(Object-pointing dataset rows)
◆ ◆ ◆ ◆ ◆
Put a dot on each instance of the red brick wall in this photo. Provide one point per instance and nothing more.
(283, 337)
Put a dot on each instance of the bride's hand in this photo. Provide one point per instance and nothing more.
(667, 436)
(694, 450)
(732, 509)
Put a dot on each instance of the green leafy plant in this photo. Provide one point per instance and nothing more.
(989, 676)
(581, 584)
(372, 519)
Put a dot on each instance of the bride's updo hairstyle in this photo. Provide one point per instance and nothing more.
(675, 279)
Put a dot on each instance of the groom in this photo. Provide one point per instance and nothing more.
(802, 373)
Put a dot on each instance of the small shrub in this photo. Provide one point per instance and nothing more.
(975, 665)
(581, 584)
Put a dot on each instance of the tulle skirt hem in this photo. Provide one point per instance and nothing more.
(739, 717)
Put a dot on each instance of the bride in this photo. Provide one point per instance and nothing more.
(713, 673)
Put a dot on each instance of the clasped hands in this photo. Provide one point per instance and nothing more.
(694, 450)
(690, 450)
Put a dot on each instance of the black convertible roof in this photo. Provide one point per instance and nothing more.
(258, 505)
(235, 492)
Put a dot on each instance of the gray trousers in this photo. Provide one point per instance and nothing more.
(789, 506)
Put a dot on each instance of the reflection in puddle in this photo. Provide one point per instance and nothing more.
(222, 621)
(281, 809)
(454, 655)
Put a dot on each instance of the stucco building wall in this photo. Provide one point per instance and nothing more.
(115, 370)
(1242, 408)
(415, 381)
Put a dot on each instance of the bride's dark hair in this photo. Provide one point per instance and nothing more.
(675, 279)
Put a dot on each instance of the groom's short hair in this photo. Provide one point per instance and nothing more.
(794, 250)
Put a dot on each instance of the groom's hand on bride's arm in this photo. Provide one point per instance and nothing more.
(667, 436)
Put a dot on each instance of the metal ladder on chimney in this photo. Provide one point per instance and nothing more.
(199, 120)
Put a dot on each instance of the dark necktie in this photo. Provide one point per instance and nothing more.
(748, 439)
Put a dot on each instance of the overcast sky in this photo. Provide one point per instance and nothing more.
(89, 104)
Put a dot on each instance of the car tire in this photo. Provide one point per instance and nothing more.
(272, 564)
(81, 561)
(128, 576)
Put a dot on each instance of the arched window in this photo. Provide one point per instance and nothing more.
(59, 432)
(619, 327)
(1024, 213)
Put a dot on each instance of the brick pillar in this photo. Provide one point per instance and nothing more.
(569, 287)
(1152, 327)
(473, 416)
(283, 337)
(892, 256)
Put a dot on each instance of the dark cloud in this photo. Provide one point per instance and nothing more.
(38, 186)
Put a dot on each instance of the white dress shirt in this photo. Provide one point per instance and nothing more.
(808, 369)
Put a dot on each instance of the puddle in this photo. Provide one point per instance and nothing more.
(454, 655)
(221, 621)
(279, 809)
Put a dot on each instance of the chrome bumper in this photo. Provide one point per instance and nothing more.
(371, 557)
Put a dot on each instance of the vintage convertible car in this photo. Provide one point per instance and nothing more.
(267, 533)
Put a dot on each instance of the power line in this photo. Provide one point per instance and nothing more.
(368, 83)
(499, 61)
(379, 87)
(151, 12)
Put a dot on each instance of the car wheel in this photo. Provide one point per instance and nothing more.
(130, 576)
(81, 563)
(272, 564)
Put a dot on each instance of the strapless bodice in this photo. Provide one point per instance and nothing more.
◆ ◆ ◆ ◆ ◆
◆ The problem
Replace "nothing more" with "nothing else" in the listing, covering everything from the line containing "Put a dot on each instance of the dark necktie" down to the line containing "(1024, 213)". Return only those lines, otherwise unchanged.

◆ Correct result
Put a dot on each instance of the dark necktie in this photo. Provide one point per instance and nothing else.
(748, 439)
Put a dot on each instance of the overcast sky in this photo. Provide one point per instance and nothing else.
(89, 104)
Put a dot on each instance of the car tire in this photo. Provide one point per instance and nothing else.
(272, 564)
(81, 561)
(128, 576)
Put a dot on each instance of the arched window in this photo. Provide one point per instance and nothing else.
(59, 432)
(619, 327)
(1024, 213)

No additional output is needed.